Dancing zeros

Playing with Matlab, I plotted the location of the zeros of a polynomial with normally distributed coefficients in the complex plane. It was nearly a circle:

Zeros in the complex plane of a 100-degree polynomial with normally distributed random coefficients.
Zeros of a 100-degree polynomial with normally distributed random coefficients.

This did not surprise me that much, since I have already toyed with the distribution of zeros of polynomials with coefficients in {-1,0,+1}, producing some neat distributions close to the unit circle (see also John Baez). A quick google found (Hughes & Nikeghbali 2008): under very general circumstances polynomial zeros tend towards the unit circle. One can heuristically motivate it in a lot of ways.

Locations of the zeros of a polynomial with a given sequence of normally distributed coefficients, as a function of degree.
Locations of the zeros of a polynomial with a given sequence of normally distributed coefficients, as a function of degree.

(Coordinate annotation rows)

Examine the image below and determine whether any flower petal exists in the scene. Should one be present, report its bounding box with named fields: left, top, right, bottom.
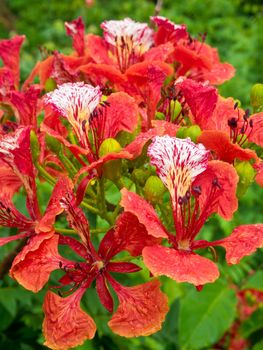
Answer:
left=102, top=92, right=139, bottom=139
left=193, top=160, right=239, bottom=220
left=36, top=176, right=73, bottom=232
left=120, top=188, right=167, bottom=238
left=198, top=130, right=258, bottom=164
left=43, top=291, right=96, bottom=350
left=99, top=212, right=160, bottom=260
left=142, top=245, right=219, bottom=286
left=10, top=232, right=65, bottom=293
left=213, top=224, right=263, bottom=264
left=108, top=280, right=169, bottom=338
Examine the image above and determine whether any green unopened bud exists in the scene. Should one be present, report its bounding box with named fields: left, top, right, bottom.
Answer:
left=30, top=130, right=40, bottom=164
left=170, top=100, right=182, bottom=121
left=144, top=176, right=166, bottom=204
left=99, top=138, right=121, bottom=181
left=176, top=126, right=187, bottom=139
left=132, top=169, right=151, bottom=186
left=45, top=135, right=61, bottom=154
left=235, top=162, right=255, bottom=197
left=250, top=84, right=263, bottom=113
left=185, top=125, right=201, bottom=142
left=116, top=131, right=135, bottom=147
left=176, top=125, right=201, bottom=142
left=45, top=78, right=57, bottom=92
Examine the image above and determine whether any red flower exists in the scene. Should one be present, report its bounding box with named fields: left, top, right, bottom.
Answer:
left=44, top=192, right=168, bottom=349
left=121, top=136, right=241, bottom=286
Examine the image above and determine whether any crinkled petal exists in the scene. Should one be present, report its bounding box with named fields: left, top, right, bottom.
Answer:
left=43, top=291, right=96, bottom=350
left=142, top=245, right=219, bottom=286
left=36, top=176, right=73, bottom=232
left=108, top=280, right=169, bottom=338
left=102, top=92, right=139, bottom=139
left=120, top=188, right=167, bottom=238
left=193, top=160, right=239, bottom=220
left=176, top=79, right=218, bottom=125
left=99, top=212, right=160, bottom=260
left=10, top=232, right=64, bottom=293
left=198, top=130, right=258, bottom=164
left=248, top=112, right=263, bottom=147
left=213, top=224, right=263, bottom=264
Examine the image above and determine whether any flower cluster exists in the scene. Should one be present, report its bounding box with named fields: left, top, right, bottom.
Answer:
left=0, top=16, right=263, bottom=349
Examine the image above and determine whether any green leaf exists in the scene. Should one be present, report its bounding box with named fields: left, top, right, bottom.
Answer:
left=240, top=307, right=263, bottom=338
left=0, top=288, right=16, bottom=317
left=242, top=271, right=263, bottom=291
left=179, top=282, right=237, bottom=350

* EXERCISE SET *
**1.** Reproduce the passage of the polynomial-zeros post between "Zeros of a 100-degree" and "lot of ways.", inclusive.
**2.** Locate each row that contains the string "flower", and copy every such row.

* RESPONSE LIST *
**1.**
Zeros of a 100-degree polynomial with normally distributed random coefficients.

This did not surprise me that much, since I have already toyed with the distribution of zeros of polynomials with coefficients in {-1,0,+1}, producing some neat distributions close to the unit circle (see also John Baez). A quick google found (Hughes & Nikeghbali 2008): under very general circumstances polynomial zeros tend towards the unit circle. One can heuristically motivate it in a lot of ways.

**2.**
Examine the image below and determine whether any flower petal exists in the scene. Should one be present, report its bounding box with named fields: left, top, right, bottom.
Examine the image above and determine whether any red flower exists in the scene. Should one be present, report its bounding box with named fields: left, top, right, bottom.
Examine the image above and determine whether any flower cluster exists in the scene. Should one be present, report its bounding box with named fields: left, top, right, bottom.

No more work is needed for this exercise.